• [TEXT]
----------------

In May 2022, A Perfect Pairing was released on Netflix, starring Victoria Justice alongside Demos. The film tells the story of an American wine company executive who travels to Australia to land a major client and ends up sparking a connection with a man she meets on a sheep farm.

==Personal life==
In 2021, Demos revealed that he was dating American actress Sarah Shahi, his co-star on the Netflix show Sex/Life. In April 2025 it was reported that their relationship had ended.

His interests include cryotherapy, after first trying it in Los Angeles, and travelling.

----------------

• [EXCERPTED DATA]
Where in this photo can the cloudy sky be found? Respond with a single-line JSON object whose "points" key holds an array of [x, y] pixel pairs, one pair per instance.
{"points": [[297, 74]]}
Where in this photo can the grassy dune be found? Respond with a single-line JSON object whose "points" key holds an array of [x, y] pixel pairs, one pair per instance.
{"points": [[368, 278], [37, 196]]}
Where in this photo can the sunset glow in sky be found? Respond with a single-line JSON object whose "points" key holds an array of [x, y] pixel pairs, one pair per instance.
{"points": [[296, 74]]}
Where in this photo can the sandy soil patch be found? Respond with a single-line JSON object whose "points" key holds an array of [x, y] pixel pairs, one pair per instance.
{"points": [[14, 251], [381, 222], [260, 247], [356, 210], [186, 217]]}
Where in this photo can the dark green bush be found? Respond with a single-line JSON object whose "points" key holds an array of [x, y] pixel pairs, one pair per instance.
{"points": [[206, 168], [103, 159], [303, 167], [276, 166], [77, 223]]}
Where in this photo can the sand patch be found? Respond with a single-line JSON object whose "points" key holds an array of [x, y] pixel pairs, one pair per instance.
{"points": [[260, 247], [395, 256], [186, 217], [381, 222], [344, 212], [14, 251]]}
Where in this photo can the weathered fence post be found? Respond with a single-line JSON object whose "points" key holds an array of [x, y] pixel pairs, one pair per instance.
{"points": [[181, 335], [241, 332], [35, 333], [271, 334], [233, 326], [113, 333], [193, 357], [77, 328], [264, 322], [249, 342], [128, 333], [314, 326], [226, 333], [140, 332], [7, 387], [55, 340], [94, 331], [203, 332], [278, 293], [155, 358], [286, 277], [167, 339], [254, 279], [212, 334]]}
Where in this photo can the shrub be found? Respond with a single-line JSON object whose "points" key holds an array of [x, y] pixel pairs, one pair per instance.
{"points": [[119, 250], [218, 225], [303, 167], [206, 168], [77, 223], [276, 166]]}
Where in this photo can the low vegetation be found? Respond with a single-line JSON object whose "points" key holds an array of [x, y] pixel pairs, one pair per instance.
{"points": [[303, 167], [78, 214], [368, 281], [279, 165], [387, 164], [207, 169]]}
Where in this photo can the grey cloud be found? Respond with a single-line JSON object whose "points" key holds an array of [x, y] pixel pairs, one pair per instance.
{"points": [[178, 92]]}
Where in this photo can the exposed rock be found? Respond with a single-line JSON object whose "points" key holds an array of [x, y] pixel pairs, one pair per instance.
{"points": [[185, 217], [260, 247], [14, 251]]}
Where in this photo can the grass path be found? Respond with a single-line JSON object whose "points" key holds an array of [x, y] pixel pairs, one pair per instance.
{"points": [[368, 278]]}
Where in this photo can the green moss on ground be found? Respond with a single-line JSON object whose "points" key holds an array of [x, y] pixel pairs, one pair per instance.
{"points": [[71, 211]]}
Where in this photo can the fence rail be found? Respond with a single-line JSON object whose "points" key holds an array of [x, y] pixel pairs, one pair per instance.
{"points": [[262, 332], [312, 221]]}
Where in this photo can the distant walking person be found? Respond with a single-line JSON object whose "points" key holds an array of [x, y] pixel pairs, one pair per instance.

----------------

Copy the Demos passage word for word, from "In May 2022, A" to "a sheep farm.".

• [EXERCISE SOLUTION]
In May 2022, A Perfect Pairing was released on Netflix, starring Victoria Justice alongside Demos. The film tells the story of an American wine company executive who travels to Australia to land a major client and ends up sparking a connection with a man she meets on a sheep farm.